* Objective: Print the entries below in their entirety, exactly as they are written.

########################################

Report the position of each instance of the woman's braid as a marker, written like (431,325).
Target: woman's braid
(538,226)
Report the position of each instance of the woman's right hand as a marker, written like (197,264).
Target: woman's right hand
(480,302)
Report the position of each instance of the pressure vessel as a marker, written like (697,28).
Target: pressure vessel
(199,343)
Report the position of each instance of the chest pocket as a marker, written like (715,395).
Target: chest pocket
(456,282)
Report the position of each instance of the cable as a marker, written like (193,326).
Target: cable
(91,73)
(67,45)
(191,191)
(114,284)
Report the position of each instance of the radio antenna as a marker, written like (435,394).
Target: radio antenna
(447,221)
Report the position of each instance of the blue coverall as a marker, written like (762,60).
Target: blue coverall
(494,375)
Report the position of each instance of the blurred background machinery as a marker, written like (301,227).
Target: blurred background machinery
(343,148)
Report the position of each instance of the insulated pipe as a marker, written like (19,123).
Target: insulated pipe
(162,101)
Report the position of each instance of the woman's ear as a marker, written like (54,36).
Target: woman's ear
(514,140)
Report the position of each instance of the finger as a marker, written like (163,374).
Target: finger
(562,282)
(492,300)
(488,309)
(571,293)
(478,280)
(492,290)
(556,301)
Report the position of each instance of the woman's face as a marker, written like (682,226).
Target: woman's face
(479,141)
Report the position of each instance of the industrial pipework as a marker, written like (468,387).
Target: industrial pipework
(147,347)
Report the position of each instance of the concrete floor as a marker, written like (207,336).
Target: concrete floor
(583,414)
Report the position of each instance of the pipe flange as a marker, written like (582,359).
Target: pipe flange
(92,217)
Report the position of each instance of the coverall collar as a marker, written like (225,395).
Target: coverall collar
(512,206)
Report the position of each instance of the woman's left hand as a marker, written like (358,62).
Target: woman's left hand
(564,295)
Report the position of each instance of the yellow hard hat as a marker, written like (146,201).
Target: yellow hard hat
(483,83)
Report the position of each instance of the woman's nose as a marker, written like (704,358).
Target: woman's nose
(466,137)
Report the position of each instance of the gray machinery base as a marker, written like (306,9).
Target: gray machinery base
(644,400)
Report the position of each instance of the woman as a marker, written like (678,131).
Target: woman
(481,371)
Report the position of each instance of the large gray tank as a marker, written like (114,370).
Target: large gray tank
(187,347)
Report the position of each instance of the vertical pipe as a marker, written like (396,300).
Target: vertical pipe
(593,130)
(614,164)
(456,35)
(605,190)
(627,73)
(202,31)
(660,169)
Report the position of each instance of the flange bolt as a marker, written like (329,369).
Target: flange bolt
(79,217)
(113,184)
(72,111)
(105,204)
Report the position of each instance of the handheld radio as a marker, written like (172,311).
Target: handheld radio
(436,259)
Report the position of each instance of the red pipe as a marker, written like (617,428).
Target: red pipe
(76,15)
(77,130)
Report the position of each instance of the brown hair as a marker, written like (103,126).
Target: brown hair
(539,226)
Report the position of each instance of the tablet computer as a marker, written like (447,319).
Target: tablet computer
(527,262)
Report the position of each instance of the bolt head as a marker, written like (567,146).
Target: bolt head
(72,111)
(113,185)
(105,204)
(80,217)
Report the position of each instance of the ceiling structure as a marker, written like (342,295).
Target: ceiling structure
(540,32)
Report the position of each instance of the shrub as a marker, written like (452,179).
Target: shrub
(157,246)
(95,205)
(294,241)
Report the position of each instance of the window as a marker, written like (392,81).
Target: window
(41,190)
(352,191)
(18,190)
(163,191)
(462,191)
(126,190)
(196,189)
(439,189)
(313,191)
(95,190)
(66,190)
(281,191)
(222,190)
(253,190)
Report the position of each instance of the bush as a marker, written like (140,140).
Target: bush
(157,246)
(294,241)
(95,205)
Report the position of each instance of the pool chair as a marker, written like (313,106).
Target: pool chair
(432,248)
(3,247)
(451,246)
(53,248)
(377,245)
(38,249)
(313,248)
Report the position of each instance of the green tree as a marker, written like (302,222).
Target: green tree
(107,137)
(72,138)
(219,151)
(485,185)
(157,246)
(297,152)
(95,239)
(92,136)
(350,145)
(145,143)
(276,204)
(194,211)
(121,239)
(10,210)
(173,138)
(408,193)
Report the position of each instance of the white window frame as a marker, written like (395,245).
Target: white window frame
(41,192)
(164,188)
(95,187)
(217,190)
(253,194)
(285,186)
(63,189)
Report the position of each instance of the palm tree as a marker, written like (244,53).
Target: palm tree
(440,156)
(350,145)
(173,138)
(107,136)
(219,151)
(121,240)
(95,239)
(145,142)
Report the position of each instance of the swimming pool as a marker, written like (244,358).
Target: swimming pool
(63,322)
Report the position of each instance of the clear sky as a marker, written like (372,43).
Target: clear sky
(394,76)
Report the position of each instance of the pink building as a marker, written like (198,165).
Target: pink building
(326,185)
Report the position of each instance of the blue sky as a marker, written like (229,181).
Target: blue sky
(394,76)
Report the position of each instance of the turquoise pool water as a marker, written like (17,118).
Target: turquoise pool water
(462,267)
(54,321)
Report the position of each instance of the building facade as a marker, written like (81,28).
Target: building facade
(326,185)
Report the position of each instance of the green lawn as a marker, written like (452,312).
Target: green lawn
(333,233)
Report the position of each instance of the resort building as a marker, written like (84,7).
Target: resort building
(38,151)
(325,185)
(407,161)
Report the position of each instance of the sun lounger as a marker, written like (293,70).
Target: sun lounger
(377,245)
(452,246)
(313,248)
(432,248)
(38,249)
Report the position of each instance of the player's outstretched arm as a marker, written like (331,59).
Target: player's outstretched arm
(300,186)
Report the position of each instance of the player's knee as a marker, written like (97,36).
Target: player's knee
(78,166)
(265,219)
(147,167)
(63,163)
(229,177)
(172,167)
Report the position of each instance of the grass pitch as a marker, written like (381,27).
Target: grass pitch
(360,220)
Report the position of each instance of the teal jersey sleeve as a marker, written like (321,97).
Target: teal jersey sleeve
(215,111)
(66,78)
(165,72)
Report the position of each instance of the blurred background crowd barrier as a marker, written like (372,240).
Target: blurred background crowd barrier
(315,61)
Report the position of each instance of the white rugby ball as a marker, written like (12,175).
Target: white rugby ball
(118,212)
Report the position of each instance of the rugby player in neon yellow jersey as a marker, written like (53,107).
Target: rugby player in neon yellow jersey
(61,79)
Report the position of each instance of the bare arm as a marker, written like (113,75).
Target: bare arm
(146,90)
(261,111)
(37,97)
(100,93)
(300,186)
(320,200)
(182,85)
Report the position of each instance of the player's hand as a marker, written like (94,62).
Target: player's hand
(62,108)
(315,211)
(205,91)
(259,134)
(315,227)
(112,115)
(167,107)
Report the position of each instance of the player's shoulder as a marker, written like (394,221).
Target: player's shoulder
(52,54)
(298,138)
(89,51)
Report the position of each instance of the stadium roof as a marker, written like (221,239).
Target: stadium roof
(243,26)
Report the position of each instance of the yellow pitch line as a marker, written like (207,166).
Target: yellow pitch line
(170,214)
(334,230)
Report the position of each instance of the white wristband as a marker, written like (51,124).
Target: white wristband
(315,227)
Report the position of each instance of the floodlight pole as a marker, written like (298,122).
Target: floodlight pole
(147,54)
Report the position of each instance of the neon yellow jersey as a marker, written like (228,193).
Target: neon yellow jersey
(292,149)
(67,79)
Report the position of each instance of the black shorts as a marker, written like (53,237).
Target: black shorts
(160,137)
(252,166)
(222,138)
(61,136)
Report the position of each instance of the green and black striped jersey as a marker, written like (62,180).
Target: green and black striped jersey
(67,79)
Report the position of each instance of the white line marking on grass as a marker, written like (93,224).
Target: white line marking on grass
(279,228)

########################################

* Result of this exercise:
Report the position of each instance of the woman's braid as a marker, written like (431,325).
Target: woman's braid
(538,226)
Report the position of each instance of the woman's right hand as a marker, written like (197,264).
Target: woman's right hand
(480,302)
Report the position of each instance of the pressure vessel as a marker, written like (697,28).
Target: pressure vessel
(199,343)
Report the position of each instance of the chest pocket as a marker, written like (715,395).
Target: chest pocket
(456,282)
Report the position of each instance of the cable as a marker, written like (193,326).
Target: cable
(91,73)
(67,45)
(191,191)
(114,284)
Report the position of each instance of the radio antenna as a marker, written like (435,394).
Target: radio antenna
(447,221)
Report the position of each instance of the blue coverall as a marker, written like (762,60).
Target: blue coverall
(494,375)
Report the position of each instance of the blurred background machinery as a marker, written like (301,227).
Target: blurred background machinery
(343,148)
Report the position of each instance of the insulated pipe as a marker, written like (19,123).
Target: insulated pipe
(162,101)
Report the position of each instance of the woman's ear as a marker, written like (54,36).
Target: woman's ear
(514,140)
Report the position of each instance of the finger as a marker, written like (163,374).
Target: finger
(562,282)
(492,300)
(488,309)
(571,293)
(478,280)
(492,290)
(556,301)
Report the position of each instance of the woman's face as a marker, written like (682,226).
Target: woman's face
(479,141)
Report the position of each instance of the industrial pipework as a marker, written like (468,387).
Target: industrial pipework
(147,347)
Report the position of each instance of the concrete floor as a marker, written like (207,336).
Target: concrete floor
(583,414)
Report the position of each instance of the pipe flange as a marker, written like (582,359).
Target: pipe flange
(92,217)
Report the position of each instance of the coverall collar as a marker, written like (225,395).
Target: coverall collar
(512,206)
Report the position of each instance of the woman's left hand as a marker, written like (358,62).
Target: woman's left hand
(564,295)
Report the position of each instance of the yellow hard hat as a marker, written like (146,201).
Target: yellow hard hat
(483,83)
Report the position of each instance of the woman's nose as a marker, written like (704,358).
Target: woman's nose
(466,137)
Report the position of each instance of the gray machinery base as a marker, written like (306,9).
Target: gray machinery base
(644,400)
Report the position of each instance of the woman as a marker, written like (678,131).
Target: woman
(481,371)
Report the position of each instance of the large gray tank as a marker, written like (114,370).
Target: large gray tank
(187,347)
Report the position of each instance of the vertical pipe as a marker, written like (396,300).
Target: vertical pipe
(593,130)
(614,164)
(456,35)
(605,190)
(627,73)
(202,31)
(660,169)
Report the position of each instance of the flange bolt as a marker, written like (329,369).
Target: flange bolt
(79,217)
(113,184)
(72,111)
(105,204)
Report the position of each instance of the handheld radio as a marker, written like (172,311).
Target: handheld radio
(436,259)
Report the position of each instance of the red pipe as a marker, written like (617,428).
Target: red pipe
(76,15)
(77,130)
Report the position of each instance of the brown hair as a marker, written like (103,126).
Target: brown hair
(539,226)
Report the position of each instance of the tablet computer as a marker, written like (447,319).
Target: tablet computer
(527,262)
Report the position of each instance of the bolt head as a marker, written like (567,146).
Target: bolt head
(72,111)
(113,185)
(105,204)
(80,217)
Report the position of each instance of the ceiling structure as a marker, written like (342,295).
Target: ceiling structure
(540,32)
Report the position of each instance of the shrub as a marker, written like (452,179).
Target: shrub
(157,246)
(95,205)
(294,241)
Report the position of each instance of the window as a marker, written like (392,81).
Target: window
(41,190)
(352,191)
(18,190)
(163,191)
(462,191)
(126,190)
(196,189)
(439,189)
(313,191)
(95,190)
(66,190)
(281,191)
(222,190)
(253,190)
Report the position of each instance of the bush as a marker, written like (140,140).
Target: bush
(157,246)
(294,241)
(95,205)
Report the position of each instance of the pool chair as a marker, written like (313,106).
Target: pool chair
(432,248)
(3,247)
(451,246)
(53,248)
(377,245)
(38,249)
(313,248)
Report the position of each instance of the green tree as a marker, written like (302,222).
Target: green tree
(107,137)
(72,138)
(219,151)
(485,185)
(157,246)
(297,152)
(95,239)
(92,136)
(350,145)
(145,143)
(276,204)
(194,211)
(121,239)
(10,210)
(173,138)
(408,193)
Report the position of each instance of the white window frame as a marker, written like (395,245).
Target: white window frame
(41,192)
(164,188)
(95,187)
(217,190)
(253,194)
(285,186)
(63,189)
Report the position of each instance of the palm tree as a marker, written like (244,53).
Target: palm tree
(440,156)
(350,145)
(173,138)
(107,136)
(219,151)
(121,240)
(95,239)
(145,142)
Report the position of each instance of the swimming pool as a marker, written like (244,358).
Target: swimming pool
(63,322)
Report the position of each instance of the clear sky as a marker, written like (372,43).
Target: clear sky
(394,76)
Report the position of each instance of the pink building as a marker, written like (198,165).
Target: pink building
(326,185)
Report the position of each instance of the blue sky as a marker, written like (229,181).
Target: blue sky
(394,76)
Report the position of each instance of the turquoise pool water as a marker, written like (17,118).
Target: turquoise pool water
(462,267)
(54,321)
Report the position of each instance of the building facade as a marker, written like (81,28).
Target: building facade
(326,185)
Report the position of each instance of the green lawn as a marker, written like (452,312).
Target: green lawn
(333,233)
Report the position of each instance of the resort building as a marker, written like (84,7).
Target: resort building
(38,151)
(325,185)
(407,161)
Report the position of each instance of the sun lounger as a marker, written like (293,70).
Target: sun lounger
(377,245)
(452,246)
(313,248)
(432,248)
(38,249)
Report the position of each instance of the player's outstretched arm as a marker, written like (331,59).
Target: player's outstretched arm
(300,186)
Report the position of each instance of the player's knee as a marker, written like (97,36).
Target: player's knee
(78,166)
(265,219)
(147,167)
(63,163)
(229,177)
(172,167)
Report the position of each instance of the grass pitch as a marker, written like (381,27).
Target: grass pitch
(360,220)
Report the position of each instance of the teal jersey sleeve as a marker, written like (321,97).
Target: teal jersey sleeve
(215,111)
(66,78)
(165,72)
Report the position of each instance of the blurred background crowd barrier as a marker, written like (372,240).
Target: blurred background crowd barrier
(315,61)
Report the position of each instance of the white rugby ball as a marker, written like (12,175).
Target: white rugby ball
(118,212)
Report the position of each instance of the rugby player in neon yellow jersey as a marker, written like (53,107).
Target: rugby player in neon yellow jersey
(61,79)
Report the position of each instance of the bare arm as a marker, written like (113,75).
Target: bare arm
(146,90)
(261,111)
(37,97)
(100,93)
(300,186)
(320,200)
(182,85)
Report the position of each instance of the player's hand as a marker, written like (94,62).
Target: player's hand
(62,108)
(315,211)
(205,91)
(259,134)
(315,227)
(112,115)
(167,107)
Report the position of each instance of the player's shoulder as a marker, written like (394,221).
Target: player's shoulder
(52,54)
(298,138)
(89,51)
Report the position of each instance of the stadium roof as a marker, written like (221,239).
Target: stadium roof
(243,26)
Report the position of each instance of the yellow pitch line as a marker, written like (207,166).
Target: yellow pitch line
(170,214)
(334,230)
Report the position of each instance of the white wristband as a marker, written like (51,124).
Target: white wristband
(315,227)
Report the position of each instance of the floodlight pole as a marker, written like (298,122).
Target: floodlight pole
(147,54)
Report the position of each instance of the neon yellow jersey as a marker, written like (228,193).
Target: neon yellow jersey
(292,149)
(67,79)
Report the position of each instance of the black shorts as a marker, written like (53,237).
Target: black shorts
(160,137)
(252,166)
(222,138)
(61,136)
Report the position of each instance of the green and black striped jersey as a marker, written like (62,180).
Target: green and black striped jersey
(67,79)
Report the position of each instance of the white line marking on grass as a marker, written like (93,224).
Target: white line marking on grass
(279,228)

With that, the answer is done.